SHORT PROBLEM: Reproduce verbatim the items starting at the line that contains "Would you mind pointing to the metal", and continue through the end of the items.

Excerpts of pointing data
----

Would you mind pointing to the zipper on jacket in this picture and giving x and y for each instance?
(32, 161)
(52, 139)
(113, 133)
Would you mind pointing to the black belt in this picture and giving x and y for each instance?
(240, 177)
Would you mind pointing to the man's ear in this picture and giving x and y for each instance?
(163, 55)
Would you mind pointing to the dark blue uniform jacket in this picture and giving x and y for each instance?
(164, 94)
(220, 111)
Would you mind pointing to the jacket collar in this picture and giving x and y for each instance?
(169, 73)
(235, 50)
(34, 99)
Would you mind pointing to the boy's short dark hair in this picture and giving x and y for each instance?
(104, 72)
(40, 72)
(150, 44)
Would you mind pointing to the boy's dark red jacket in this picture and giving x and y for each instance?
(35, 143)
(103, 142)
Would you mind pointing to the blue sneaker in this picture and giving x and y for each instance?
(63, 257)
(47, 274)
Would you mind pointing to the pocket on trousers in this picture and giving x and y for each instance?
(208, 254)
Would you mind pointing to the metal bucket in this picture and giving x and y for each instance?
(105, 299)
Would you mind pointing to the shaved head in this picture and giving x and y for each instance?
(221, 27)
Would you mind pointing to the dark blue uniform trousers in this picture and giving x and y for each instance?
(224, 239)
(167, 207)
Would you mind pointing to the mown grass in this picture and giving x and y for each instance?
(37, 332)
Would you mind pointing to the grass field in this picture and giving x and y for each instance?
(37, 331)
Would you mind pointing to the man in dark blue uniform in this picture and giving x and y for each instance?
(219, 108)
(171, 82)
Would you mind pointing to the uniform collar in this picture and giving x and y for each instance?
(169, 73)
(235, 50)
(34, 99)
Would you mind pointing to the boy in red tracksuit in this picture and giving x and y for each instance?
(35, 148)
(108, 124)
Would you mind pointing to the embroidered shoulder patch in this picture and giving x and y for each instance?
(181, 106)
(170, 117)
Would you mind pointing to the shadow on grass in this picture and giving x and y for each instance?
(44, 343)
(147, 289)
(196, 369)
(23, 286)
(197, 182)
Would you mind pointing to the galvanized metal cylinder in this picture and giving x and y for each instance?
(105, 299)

----

SOLUTION:
Would you mind pointing to the metal bucket in this picture and giving x and y for each instance?
(105, 299)
Would you mind pointing to the shaved head in this picture and giving x and y for each instance?
(221, 27)
Would you mind pointing to the dark blue uniform trousers in this picture and giving x and y for each instance?
(224, 239)
(167, 207)
Would you mind pointing to the mown grass in this picture and giving x and y for each instance?
(37, 332)
Would you mind pointing to the grass field in this picture and giving x and y for each instance?
(37, 331)
Would you mind pointing to the man in dark blue uniform in this picture and giving x and y for each instance?
(219, 108)
(171, 82)
Would you mind pointing to the uniform collar in this picture and giving x and y for each instance?
(169, 73)
(235, 50)
(34, 99)
Would you mind pointing to the boy in red tracksuit in this picture and giving x and y for each instance?
(35, 148)
(108, 124)
Would you mind pointing to the embroidered shoulder patch in this picture and giving x and y for each instance?
(181, 106)
(170, 117)
Would you mind pointing to the shadow on grass in this picture and giving x and y for each instance?
(44, 343)
(147, 289)
(196, 369)
(23, 286)
(197, 182)
Would you mind pointing to the galvanized metal cylinder in this picture and giving x and y for each instance?
(105, 299)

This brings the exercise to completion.